## INSTRUCTIONS TO FOLLOW
Pick up the passage on livestock emissions and Directive 2010/75/EU at the point where it ends, and continue writing it.

## EXTRACT PROVIDED

Rearing of livestock causes the release of significant pollutant emissions into the air and water. To reduce those emissions, including ammonia, methane, nitrates and greenhouse gas and thereby improve air, water and soil quality, it is necessary to lower the threshold above which pig and poultry installations are included within the scope of Directive 2010/75/EU. Therefore, the Commission should assess, and report to the European Parliament and the Council on the need for Union action to comprehensively address the emissions from the rearing of livestock, in particular cattle, taking into account the range of instruments available and the specificities of the sector. In parallel, the Commission should also assess and report to the European Parliament and the Council, based on evidence, on the need for Union action to achieve the objective of global environmental protection with regard to products placed on the internal market through the prevention and control of emissions from livestock farming, in a manner consistent with the international obligations of the Union.

(7)

## SUPPLIED DATA

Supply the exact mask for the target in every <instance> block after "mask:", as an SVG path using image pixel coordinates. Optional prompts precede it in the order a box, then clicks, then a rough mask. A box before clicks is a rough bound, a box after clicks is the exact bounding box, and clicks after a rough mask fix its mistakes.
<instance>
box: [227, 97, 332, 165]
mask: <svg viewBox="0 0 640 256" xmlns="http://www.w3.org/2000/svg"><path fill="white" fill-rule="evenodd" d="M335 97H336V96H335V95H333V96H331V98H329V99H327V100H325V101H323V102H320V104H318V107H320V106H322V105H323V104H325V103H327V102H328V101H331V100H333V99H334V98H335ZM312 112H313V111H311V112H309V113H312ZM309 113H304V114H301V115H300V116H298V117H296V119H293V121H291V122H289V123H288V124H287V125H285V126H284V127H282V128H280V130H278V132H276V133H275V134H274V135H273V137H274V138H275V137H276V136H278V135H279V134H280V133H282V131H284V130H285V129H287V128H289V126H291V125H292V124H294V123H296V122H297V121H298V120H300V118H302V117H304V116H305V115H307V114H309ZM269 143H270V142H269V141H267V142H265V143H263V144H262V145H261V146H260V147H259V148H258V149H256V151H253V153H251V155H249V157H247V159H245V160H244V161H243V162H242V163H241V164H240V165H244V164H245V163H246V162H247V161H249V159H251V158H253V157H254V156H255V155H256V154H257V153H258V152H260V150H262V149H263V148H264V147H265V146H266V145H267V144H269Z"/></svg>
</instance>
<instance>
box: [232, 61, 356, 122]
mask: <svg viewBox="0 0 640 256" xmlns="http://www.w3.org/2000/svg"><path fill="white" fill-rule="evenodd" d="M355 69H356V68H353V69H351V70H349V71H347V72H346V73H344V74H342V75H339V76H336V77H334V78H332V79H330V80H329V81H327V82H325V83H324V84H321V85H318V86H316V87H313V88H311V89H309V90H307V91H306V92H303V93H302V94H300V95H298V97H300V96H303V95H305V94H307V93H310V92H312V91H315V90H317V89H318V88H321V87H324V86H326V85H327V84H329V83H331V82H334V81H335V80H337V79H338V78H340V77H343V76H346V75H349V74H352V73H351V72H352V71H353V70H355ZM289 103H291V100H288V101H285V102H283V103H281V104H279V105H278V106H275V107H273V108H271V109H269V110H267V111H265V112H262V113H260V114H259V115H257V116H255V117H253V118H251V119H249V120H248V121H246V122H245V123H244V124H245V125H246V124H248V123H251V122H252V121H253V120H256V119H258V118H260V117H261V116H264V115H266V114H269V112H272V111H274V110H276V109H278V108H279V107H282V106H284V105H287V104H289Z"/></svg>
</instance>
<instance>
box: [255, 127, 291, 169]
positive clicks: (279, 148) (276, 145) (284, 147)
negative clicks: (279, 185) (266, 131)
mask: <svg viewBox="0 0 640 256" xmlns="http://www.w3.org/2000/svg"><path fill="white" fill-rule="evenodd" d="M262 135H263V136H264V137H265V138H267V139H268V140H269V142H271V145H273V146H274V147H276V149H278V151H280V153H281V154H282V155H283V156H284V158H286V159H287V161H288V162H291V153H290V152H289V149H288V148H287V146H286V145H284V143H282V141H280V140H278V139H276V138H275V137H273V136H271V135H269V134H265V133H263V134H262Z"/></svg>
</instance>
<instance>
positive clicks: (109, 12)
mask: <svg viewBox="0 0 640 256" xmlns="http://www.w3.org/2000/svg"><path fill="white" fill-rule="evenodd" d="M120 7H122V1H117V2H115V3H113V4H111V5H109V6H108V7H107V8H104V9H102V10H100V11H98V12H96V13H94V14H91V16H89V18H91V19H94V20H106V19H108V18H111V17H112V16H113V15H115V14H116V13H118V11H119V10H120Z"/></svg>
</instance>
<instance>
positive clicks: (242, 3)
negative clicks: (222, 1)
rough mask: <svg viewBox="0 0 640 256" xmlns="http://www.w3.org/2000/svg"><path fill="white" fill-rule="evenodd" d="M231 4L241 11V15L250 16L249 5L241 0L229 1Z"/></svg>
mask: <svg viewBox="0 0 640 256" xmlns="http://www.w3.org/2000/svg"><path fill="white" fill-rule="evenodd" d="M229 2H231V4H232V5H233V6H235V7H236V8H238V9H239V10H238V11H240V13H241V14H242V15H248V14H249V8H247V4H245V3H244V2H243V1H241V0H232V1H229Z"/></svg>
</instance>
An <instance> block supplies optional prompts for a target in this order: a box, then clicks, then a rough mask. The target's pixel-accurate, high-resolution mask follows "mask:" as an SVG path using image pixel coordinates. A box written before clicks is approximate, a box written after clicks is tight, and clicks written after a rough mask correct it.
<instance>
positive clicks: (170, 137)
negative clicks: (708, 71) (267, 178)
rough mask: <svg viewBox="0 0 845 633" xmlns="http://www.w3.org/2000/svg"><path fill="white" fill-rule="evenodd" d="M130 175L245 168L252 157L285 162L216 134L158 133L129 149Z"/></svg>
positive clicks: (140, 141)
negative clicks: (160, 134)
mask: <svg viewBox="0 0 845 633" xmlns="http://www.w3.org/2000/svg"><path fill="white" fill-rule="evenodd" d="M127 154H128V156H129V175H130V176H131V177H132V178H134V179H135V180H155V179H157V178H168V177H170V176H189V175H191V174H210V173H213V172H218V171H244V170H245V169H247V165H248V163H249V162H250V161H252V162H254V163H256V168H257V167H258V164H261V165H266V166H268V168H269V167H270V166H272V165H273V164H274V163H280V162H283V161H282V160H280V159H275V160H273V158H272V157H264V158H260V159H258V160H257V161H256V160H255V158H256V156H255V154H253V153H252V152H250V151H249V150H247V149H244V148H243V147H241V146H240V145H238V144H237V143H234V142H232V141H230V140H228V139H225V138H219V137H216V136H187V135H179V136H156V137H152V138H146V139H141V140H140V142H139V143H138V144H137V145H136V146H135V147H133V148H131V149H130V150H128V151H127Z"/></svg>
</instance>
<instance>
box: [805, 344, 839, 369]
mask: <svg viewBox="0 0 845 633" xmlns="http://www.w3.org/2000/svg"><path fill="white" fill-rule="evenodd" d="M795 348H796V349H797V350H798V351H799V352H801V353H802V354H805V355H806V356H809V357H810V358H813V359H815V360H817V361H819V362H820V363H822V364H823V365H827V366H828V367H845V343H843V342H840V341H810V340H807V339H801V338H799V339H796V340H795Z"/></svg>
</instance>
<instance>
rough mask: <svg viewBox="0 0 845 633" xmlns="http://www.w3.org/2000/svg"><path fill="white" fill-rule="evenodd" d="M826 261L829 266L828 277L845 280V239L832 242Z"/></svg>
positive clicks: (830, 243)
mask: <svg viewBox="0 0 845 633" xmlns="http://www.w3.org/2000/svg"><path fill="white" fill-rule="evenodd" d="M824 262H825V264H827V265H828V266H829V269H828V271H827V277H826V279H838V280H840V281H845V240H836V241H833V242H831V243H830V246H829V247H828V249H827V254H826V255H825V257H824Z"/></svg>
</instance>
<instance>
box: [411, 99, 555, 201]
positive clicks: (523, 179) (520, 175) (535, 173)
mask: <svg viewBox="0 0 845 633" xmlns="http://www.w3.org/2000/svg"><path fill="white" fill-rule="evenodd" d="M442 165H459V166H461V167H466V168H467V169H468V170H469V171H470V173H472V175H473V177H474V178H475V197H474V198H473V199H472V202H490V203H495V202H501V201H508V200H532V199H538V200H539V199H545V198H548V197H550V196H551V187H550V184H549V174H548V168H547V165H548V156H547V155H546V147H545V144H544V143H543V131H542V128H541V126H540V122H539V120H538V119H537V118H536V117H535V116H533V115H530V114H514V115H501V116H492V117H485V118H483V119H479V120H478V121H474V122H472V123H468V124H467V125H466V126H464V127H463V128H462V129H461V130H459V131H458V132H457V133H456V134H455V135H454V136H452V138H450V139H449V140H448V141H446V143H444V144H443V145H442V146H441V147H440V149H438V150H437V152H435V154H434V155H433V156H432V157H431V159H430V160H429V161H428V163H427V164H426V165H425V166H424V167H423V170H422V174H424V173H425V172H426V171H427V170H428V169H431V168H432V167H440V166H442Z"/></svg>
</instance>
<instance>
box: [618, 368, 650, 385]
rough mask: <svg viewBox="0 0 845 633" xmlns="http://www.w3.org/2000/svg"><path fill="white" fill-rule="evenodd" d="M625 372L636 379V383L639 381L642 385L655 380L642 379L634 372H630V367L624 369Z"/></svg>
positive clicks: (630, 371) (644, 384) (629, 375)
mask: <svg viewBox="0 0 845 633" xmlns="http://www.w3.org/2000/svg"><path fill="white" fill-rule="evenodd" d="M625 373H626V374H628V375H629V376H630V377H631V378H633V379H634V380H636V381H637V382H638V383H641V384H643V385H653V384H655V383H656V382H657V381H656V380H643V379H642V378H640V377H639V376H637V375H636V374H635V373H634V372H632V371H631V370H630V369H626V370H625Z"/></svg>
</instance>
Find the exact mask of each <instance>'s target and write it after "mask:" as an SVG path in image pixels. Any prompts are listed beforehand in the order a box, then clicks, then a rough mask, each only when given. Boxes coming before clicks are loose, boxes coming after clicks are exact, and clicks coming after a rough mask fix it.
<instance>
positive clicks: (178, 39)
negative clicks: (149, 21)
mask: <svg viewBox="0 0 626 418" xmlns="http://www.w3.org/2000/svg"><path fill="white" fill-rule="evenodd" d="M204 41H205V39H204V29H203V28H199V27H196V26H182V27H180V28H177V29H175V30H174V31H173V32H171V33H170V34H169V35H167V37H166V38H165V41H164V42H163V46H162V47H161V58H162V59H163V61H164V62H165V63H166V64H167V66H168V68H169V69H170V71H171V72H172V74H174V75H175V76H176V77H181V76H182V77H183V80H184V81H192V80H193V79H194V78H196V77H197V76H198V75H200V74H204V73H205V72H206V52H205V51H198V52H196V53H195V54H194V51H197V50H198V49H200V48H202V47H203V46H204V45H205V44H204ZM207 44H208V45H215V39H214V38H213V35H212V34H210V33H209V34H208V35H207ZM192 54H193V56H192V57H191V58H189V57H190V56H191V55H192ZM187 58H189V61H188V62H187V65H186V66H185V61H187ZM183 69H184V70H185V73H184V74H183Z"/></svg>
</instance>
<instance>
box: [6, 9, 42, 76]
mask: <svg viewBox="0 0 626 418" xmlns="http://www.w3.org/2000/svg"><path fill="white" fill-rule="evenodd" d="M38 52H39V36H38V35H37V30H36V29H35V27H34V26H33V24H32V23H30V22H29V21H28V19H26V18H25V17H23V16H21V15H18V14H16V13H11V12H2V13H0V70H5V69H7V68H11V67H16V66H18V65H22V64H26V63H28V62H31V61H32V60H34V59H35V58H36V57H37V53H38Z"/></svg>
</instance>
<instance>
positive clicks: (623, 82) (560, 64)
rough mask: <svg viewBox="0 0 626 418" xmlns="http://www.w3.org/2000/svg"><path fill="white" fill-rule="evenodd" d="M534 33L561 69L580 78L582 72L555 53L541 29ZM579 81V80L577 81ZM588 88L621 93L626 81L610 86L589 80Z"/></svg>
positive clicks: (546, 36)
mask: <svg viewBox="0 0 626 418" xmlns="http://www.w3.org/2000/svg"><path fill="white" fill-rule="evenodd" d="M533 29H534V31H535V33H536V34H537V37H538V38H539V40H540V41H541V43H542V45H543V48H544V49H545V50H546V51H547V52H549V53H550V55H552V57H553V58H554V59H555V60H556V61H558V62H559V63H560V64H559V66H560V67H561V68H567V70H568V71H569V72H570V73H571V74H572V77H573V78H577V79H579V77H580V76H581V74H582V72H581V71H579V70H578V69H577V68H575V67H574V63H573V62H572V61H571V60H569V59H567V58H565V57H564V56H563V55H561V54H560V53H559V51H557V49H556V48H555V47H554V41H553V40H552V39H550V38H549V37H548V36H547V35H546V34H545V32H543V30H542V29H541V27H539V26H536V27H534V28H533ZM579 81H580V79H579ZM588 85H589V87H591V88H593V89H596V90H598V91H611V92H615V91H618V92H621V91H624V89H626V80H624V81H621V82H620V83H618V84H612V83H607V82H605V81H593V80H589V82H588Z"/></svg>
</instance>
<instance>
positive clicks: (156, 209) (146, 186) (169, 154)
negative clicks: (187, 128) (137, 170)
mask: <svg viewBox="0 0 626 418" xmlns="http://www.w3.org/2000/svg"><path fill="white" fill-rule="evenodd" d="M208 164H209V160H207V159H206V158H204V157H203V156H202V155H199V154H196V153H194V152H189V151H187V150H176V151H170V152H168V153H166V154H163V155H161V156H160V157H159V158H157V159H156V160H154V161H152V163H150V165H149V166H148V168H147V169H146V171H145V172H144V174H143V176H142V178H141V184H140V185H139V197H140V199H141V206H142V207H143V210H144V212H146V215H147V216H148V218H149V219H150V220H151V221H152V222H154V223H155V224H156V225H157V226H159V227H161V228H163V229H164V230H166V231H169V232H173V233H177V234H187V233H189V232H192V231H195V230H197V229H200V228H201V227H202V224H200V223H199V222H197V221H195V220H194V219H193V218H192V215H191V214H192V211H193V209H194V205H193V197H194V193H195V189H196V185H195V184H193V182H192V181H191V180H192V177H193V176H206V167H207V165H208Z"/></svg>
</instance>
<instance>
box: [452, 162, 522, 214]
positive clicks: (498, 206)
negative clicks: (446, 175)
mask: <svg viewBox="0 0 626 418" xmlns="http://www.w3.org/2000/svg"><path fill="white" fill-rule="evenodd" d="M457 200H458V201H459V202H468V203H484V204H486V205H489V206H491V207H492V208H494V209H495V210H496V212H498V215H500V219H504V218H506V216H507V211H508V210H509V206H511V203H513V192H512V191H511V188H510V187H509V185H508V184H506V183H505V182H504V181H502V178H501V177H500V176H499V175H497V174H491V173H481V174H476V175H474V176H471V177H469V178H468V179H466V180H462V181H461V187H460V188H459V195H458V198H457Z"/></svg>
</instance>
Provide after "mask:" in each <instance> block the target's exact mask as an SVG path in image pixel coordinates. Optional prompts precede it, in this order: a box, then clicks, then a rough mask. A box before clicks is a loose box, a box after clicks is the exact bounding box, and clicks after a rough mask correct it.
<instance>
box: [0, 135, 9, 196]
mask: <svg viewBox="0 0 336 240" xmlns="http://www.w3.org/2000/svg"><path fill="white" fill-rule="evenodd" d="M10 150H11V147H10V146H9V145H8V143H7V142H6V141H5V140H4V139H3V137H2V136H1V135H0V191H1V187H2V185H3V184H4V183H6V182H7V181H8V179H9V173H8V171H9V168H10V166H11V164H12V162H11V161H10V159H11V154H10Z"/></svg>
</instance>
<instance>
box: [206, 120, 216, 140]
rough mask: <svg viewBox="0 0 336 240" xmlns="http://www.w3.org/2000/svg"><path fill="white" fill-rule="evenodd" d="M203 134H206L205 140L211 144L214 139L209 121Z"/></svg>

## REPLY TO THE EXERCISE
BAT requirements relevant to the type of installations take into consideration the nature, size, stocking density and complexity of those installations, including the specificities of rearing systems, and the range of environmental impacts they may have. The proportionality requirements in BATs aim to incentivise farmers to make the necessary transition towards increasingly environmentally-friendly agricultural practices.

(8)

Rearing of pigs in installations operating under organic production regimes or with low stocking density should be exempted from the scope of Directive 2010/75/EU, since they contribute positively to preserving landscapes, forest fire prevention and protecting biological diversity and habitats. The exemption should cover installations with pasture-based rearing of pigs with a low stocking density, where the animals are reared outside for a significant amount of time in a year, particularly during daytime, and where weather and safety conditions ensure the welfare of the animals, or where the animals are seasonally reared outside. The area used for calculating the stocking density should be the area used for grazing by the animals in the installation or for growing fodder or forage used to feed the animals in the installation.

(9)

The Union has a responsibility to continue playing a leading role in global climate action, including by meeting the objective of a climate-neutral Union at the latest by 2050 in line with the Paris Agreement. Addressing on a global level methane emissions from livestock would contribute to the reduction of greenhouse gas emissions. That reduction is urgently needed if the world is to keep the increase in global average temperature to well below 2 oC above pre-industrial levels and to pursue efforts to limit the temperature increase to 1,5 oC above pre-industrial levels.

(10)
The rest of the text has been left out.